◆ **Point labeling records**:
^^^^^^^^

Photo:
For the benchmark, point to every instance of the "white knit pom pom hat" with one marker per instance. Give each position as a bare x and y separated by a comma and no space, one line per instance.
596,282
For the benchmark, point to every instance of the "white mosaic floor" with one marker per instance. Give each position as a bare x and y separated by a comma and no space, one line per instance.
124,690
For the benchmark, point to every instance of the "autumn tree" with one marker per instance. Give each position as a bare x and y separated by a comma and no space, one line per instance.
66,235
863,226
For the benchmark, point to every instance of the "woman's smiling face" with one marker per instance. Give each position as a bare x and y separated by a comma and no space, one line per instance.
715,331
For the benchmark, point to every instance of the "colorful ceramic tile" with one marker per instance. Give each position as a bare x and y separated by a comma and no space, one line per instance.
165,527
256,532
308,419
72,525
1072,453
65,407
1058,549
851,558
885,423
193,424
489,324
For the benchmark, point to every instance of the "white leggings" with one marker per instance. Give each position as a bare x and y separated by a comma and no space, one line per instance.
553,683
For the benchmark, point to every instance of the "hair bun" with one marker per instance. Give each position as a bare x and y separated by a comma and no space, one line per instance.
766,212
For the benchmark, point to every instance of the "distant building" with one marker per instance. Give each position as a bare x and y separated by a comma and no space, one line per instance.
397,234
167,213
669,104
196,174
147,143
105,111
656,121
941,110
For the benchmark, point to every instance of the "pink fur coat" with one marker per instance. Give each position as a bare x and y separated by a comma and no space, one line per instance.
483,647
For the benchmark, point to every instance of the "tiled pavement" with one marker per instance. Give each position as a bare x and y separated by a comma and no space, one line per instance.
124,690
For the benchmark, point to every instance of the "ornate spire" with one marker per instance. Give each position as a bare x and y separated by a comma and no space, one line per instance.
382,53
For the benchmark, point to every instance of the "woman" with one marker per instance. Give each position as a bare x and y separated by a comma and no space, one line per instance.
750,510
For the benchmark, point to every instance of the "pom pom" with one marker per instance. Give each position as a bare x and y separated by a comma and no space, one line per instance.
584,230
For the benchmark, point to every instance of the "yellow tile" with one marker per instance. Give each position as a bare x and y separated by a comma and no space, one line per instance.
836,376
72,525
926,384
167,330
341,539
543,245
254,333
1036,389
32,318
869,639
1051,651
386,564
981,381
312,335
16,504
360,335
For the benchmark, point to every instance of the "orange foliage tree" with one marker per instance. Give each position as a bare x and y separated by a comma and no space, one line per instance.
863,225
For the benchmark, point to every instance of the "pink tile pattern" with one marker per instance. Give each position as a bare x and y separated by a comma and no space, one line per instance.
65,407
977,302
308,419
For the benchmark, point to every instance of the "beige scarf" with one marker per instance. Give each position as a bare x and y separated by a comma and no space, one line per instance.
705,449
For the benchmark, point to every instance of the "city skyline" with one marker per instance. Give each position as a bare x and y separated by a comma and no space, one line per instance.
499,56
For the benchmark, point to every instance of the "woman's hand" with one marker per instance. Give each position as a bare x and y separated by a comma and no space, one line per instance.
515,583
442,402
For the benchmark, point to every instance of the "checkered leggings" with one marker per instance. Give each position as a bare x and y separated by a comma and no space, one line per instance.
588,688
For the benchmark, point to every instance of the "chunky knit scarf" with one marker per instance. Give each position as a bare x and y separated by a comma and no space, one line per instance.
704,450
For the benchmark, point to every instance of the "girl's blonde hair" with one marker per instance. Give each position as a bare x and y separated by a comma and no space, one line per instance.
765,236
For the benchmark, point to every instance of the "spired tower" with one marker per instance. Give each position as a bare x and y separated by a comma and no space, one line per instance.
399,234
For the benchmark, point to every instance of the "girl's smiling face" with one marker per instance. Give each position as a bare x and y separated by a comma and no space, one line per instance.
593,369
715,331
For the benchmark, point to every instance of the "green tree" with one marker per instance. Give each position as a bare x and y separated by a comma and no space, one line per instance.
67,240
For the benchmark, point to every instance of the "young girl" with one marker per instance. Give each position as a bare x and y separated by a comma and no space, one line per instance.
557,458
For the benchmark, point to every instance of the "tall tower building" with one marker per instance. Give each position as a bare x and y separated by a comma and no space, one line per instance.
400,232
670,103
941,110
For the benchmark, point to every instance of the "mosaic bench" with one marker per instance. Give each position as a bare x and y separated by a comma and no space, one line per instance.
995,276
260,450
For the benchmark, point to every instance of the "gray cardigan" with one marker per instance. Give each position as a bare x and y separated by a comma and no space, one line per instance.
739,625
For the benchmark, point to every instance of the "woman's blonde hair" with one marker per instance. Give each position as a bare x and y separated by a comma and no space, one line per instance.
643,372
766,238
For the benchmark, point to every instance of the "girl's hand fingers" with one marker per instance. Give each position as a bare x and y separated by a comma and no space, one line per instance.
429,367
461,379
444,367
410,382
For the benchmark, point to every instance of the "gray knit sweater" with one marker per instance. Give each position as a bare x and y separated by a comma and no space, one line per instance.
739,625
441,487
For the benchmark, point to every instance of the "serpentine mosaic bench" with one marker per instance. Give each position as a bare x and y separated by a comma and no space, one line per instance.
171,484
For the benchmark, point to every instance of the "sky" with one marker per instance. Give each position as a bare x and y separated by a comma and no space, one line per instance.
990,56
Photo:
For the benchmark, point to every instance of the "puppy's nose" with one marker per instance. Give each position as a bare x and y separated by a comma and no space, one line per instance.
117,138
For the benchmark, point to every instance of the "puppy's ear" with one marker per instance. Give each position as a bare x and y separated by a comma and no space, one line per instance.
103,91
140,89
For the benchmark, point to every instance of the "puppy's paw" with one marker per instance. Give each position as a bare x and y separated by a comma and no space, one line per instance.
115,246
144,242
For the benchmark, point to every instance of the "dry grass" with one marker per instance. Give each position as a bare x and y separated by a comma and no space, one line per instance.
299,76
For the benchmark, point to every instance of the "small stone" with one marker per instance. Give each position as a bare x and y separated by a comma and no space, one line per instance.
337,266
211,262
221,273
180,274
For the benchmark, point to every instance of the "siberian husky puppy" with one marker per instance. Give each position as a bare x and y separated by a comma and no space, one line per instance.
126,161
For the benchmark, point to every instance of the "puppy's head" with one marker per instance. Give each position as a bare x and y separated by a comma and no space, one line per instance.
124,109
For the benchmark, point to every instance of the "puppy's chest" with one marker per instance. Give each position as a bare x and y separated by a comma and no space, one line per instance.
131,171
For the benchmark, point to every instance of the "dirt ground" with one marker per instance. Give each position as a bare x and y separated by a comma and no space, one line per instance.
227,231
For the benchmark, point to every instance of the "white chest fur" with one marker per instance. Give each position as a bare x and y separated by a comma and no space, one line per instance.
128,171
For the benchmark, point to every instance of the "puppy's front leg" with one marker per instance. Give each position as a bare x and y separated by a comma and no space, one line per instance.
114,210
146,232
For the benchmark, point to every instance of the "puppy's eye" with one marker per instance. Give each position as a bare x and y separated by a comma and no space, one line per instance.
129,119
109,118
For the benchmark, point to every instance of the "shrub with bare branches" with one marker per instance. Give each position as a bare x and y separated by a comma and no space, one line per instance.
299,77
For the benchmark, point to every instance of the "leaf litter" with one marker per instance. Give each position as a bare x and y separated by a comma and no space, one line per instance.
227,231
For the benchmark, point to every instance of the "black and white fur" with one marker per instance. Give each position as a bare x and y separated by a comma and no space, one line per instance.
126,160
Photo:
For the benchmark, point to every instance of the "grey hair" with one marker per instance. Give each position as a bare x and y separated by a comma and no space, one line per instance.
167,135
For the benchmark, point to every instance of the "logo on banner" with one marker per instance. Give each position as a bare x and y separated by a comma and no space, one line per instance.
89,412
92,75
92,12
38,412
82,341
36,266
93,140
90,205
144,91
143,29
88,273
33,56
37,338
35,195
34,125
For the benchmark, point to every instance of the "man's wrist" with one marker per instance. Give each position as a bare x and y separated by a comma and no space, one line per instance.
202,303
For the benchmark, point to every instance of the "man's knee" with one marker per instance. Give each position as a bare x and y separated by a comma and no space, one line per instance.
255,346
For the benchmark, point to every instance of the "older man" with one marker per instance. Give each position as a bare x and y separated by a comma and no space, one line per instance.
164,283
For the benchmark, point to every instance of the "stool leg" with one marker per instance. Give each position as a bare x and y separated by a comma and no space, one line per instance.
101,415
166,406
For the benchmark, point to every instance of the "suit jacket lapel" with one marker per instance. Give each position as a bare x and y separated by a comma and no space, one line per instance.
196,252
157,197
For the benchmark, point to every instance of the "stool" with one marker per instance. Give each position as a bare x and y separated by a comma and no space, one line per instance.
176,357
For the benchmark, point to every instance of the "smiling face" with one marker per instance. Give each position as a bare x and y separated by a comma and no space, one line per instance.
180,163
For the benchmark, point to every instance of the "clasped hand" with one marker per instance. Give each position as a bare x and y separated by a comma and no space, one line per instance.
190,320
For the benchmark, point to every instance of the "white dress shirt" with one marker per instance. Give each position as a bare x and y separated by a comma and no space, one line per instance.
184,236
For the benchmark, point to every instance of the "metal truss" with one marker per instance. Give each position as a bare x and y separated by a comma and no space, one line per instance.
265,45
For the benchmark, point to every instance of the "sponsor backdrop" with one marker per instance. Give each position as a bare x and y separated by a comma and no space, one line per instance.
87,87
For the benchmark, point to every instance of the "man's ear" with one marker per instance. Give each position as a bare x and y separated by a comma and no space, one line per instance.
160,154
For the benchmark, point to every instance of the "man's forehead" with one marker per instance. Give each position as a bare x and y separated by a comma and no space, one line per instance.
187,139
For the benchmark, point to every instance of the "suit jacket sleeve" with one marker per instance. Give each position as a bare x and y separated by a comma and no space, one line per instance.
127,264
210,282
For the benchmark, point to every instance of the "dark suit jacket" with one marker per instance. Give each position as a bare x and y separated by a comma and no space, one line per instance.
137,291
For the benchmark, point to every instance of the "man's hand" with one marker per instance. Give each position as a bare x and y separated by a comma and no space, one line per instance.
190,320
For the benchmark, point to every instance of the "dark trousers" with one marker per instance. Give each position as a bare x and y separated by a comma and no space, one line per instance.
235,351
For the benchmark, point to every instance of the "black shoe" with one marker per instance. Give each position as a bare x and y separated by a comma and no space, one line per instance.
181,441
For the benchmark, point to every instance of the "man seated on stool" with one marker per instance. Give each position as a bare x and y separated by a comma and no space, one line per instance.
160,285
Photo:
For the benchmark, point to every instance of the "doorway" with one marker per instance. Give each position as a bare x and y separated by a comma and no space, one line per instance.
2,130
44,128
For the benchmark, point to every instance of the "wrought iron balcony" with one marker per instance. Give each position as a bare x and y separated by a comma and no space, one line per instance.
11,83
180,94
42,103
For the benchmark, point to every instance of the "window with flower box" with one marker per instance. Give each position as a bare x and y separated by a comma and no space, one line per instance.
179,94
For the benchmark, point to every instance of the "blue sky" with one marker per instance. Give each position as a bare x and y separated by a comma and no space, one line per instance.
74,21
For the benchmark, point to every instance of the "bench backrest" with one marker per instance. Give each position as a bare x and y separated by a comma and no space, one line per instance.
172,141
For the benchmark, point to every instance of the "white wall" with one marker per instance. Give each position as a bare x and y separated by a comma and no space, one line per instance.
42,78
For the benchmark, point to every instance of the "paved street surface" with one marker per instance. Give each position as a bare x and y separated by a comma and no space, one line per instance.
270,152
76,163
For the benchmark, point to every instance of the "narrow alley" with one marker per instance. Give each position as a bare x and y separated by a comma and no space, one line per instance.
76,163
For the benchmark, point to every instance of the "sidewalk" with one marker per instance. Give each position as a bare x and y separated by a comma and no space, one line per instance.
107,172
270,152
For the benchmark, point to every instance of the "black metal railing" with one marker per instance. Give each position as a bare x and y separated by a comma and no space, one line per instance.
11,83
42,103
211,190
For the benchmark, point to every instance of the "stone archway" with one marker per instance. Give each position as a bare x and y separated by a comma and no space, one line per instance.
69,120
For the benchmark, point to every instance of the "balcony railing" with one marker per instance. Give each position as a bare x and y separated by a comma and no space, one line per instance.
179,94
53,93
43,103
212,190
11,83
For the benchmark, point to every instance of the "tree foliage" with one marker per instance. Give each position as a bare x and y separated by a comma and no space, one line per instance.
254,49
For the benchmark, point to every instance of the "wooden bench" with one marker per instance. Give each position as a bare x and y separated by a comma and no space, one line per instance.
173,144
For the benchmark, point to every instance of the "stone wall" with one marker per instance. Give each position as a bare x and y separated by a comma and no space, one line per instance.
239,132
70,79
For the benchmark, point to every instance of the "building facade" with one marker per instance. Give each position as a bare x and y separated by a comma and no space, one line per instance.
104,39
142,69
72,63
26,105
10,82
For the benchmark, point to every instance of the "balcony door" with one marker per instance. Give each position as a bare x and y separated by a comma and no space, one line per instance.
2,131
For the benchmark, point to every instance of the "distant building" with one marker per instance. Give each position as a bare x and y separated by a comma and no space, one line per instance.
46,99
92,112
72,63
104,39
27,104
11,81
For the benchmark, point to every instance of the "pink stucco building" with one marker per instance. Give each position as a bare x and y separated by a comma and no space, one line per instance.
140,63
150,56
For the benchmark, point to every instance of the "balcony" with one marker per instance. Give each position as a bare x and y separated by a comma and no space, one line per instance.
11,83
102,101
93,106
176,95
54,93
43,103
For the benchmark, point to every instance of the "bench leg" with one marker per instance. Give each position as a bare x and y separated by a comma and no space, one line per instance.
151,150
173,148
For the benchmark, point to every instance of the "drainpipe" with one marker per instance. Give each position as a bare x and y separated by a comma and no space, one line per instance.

^^^^^^^^

◆ **Stated problem**: Report how many lines in the records contain the string "wall", with case counting. Give only the number.

◆ **Correct answer**: 2